What you are asked to do>
In the text on brain-wide resting-state functional connectivity, which factors does socioeconomic status (SES) encompass?

Text for analysis>
##############################

Resting-state functional connectivity has proven valuable for understanding brain function [1, 2, 3, 4, 5], but most research in this area has traditionally focused on regions of interest or connectivity within specific brain networks [6, 7, 8]. However, recent studies suggest that brain-wide resting-state functional connectivity may yield promising insights [9, 10, 11]. Advances in big data analytics now enable researchers to examine neural activity patterns across the entire brain [12, 13, 14].

Brain-wide resting-state functional connectivity refers to patterns of neural activity occurring when the brain is at rest, free from specific tasks or external stimuli. These patterns are not random; rather, they reflect intrinsic communication between various brain regions organized into well-established networks crucial for cognitive, emotional, and reward functions. By analyzing connectivity across the whole brain, researchers gain a deeper understanding of large-scale neural organization, showing how the brain as a whole interacts in a coordinated manner at rest. This brain-wide connectivity can then be correlated with social, environmental, or genetic factors, as well as behavioral, emotional, and cognitive outcomes.

It is of particular interest to explore whether brain-wide resting-state functional connectivity can serve as a signature of socioeconomic status (SES) [15]. SES, encompassing factors such as family income, parental education, and neighborhood characteristics, has consistently been linked to disparities in cognitive development and health outcomes. Yet, only recently have researchers begun investigating how these differences manifest in the brain. Studies on resting-state connectivity have identified distinct neural activity patterns associated with SES, particularly in networks related to stress regulation, emotion processing, executive function, and reward. These findings suggest that SES influences the developing brain’s intrinsic architecture, potentially affecting how children respond to environmental stressors and cognitive challenges.

##############################

Phrase grounding data:
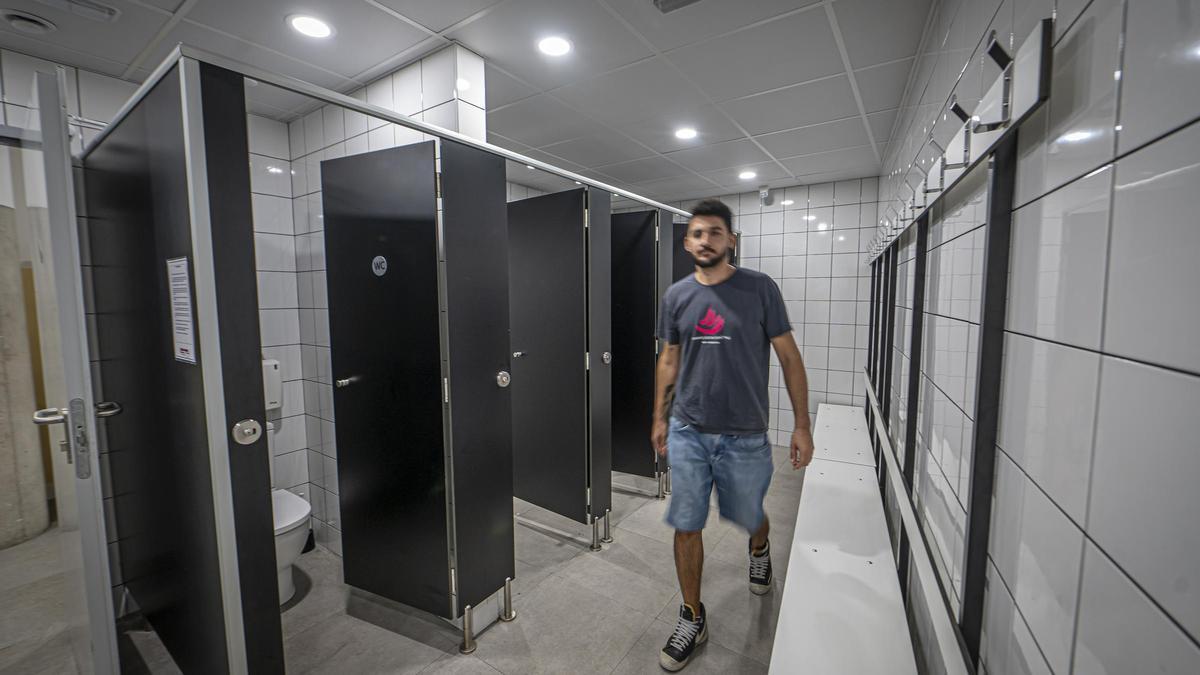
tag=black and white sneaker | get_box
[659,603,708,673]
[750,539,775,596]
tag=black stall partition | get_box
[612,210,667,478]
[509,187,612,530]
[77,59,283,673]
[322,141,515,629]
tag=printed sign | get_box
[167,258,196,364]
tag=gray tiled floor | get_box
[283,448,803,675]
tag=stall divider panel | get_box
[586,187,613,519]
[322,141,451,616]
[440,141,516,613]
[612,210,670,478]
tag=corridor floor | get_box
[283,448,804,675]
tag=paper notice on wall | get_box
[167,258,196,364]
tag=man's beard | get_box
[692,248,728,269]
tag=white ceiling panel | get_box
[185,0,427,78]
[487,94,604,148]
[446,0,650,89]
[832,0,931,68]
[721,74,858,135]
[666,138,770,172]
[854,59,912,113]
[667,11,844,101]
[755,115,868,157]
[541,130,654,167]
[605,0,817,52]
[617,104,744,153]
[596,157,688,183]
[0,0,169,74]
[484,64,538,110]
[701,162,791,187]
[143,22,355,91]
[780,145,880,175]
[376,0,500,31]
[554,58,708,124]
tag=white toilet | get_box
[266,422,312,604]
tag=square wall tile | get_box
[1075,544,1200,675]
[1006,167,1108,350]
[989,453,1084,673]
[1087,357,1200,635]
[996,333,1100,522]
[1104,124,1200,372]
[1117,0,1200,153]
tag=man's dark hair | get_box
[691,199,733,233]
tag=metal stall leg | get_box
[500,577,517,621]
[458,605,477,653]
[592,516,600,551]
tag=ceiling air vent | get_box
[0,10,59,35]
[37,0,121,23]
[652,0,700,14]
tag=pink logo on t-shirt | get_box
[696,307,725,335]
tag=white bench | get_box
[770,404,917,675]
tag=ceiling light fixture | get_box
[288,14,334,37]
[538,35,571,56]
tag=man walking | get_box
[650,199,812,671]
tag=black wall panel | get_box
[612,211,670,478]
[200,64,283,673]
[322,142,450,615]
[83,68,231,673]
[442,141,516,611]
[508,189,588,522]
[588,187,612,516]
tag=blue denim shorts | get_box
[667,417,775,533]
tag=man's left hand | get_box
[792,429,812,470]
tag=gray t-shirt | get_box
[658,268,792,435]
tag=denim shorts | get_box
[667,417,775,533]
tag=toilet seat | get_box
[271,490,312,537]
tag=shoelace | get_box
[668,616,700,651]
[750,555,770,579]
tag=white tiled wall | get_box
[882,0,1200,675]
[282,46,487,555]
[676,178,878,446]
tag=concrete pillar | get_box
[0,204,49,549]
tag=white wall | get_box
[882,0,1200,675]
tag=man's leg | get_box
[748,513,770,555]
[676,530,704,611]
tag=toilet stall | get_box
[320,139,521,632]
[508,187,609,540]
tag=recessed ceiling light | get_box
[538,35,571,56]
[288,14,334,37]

##############################

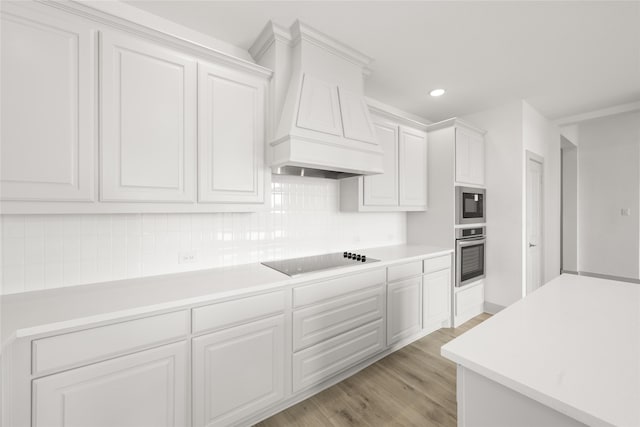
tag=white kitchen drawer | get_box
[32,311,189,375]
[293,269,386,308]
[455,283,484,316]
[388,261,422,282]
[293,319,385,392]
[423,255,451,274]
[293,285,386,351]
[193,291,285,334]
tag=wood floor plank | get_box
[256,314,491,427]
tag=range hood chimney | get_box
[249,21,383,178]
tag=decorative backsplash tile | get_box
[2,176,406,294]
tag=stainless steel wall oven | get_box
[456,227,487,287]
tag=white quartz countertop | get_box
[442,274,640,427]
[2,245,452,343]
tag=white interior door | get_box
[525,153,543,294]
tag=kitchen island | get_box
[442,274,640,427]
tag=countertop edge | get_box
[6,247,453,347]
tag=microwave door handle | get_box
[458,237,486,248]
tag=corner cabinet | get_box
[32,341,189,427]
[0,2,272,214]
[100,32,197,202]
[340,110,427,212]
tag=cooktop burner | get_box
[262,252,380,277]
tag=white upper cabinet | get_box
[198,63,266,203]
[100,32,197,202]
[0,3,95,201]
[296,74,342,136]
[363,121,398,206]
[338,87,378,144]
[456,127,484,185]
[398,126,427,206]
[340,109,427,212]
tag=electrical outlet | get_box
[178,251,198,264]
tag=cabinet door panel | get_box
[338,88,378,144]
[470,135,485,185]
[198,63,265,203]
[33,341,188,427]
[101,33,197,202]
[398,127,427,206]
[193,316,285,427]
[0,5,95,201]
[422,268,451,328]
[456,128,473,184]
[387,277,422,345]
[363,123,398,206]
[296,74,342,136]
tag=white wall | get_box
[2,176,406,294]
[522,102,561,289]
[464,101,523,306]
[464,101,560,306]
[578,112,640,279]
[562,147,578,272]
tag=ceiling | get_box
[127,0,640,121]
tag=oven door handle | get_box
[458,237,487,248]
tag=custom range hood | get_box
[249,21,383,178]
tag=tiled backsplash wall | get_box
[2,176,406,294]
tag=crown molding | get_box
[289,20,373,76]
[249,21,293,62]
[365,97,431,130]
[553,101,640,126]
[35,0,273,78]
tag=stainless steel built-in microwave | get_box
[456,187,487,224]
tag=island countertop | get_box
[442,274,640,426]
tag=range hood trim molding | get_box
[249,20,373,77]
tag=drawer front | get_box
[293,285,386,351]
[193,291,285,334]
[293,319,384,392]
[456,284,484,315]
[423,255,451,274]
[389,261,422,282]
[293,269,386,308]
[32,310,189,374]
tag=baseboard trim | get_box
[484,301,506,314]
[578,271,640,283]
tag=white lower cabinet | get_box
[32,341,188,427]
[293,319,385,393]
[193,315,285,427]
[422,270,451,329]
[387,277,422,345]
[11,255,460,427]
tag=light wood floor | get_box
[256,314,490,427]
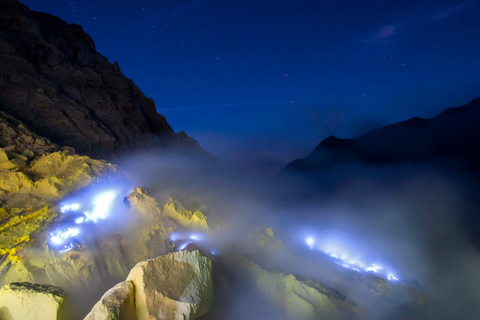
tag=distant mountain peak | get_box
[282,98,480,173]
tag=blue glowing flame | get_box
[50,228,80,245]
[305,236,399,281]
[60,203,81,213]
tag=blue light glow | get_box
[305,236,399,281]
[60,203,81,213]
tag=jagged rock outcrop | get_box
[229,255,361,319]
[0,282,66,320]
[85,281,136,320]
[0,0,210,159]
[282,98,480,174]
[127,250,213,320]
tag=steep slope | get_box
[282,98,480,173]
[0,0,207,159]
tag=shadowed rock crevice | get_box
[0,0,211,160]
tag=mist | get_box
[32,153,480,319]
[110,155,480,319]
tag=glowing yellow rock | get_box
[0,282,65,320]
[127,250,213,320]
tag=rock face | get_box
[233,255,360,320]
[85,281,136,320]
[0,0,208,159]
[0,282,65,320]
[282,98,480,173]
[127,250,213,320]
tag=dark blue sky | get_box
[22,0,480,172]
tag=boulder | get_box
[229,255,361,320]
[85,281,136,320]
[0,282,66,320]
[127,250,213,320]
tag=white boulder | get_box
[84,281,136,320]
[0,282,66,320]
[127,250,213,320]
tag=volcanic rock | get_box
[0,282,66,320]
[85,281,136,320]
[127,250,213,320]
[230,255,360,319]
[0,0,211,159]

##############################

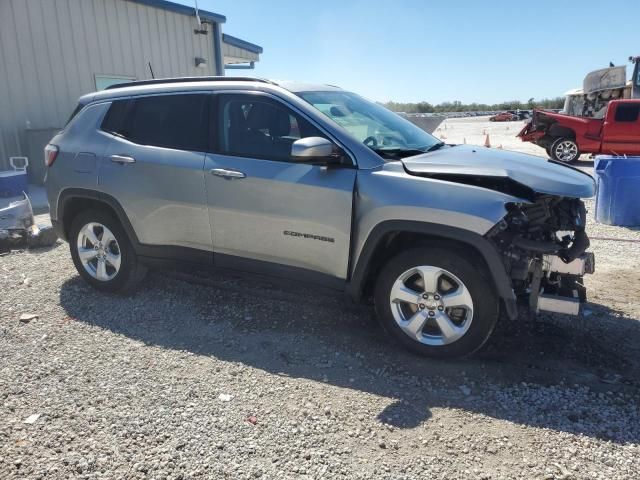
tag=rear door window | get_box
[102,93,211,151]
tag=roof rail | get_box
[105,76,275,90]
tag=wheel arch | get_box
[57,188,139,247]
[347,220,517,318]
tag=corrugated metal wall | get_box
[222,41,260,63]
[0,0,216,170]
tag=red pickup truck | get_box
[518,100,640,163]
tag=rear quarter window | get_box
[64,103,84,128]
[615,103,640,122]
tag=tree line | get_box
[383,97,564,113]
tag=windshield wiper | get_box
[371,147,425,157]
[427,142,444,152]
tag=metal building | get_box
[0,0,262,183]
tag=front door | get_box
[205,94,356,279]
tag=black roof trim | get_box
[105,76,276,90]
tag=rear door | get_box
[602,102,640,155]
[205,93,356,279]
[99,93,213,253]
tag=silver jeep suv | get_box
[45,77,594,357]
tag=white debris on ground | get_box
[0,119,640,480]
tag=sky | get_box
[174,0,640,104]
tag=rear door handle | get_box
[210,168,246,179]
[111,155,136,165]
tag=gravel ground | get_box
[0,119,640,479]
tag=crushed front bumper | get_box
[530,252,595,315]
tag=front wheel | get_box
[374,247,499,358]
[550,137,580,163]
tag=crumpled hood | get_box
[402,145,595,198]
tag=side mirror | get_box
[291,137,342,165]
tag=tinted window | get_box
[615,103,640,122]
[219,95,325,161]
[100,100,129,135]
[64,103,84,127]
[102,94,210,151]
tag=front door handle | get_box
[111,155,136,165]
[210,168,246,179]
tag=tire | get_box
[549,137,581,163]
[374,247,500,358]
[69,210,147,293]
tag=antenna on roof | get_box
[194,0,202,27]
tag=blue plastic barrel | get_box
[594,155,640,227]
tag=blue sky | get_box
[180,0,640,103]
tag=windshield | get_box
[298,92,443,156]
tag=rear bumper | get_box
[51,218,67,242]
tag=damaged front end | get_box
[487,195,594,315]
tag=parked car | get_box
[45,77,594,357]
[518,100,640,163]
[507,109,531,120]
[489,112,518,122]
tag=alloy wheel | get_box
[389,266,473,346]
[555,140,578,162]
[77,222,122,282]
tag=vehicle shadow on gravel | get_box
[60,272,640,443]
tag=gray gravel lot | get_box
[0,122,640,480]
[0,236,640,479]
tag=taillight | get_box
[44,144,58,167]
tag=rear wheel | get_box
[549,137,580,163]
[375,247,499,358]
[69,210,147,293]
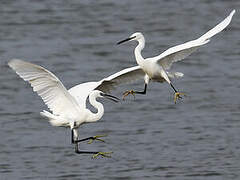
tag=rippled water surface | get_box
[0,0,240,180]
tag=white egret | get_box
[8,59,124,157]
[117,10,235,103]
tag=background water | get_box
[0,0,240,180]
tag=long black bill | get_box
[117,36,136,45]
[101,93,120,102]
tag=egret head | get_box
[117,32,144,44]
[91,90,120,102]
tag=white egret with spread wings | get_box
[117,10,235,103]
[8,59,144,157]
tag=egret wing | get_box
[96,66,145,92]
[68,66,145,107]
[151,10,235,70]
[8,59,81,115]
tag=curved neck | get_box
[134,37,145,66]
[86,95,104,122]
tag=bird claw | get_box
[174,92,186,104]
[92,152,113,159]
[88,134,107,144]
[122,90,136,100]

##############################

Reply>
Family income, parental education, and neighborhood characteristics.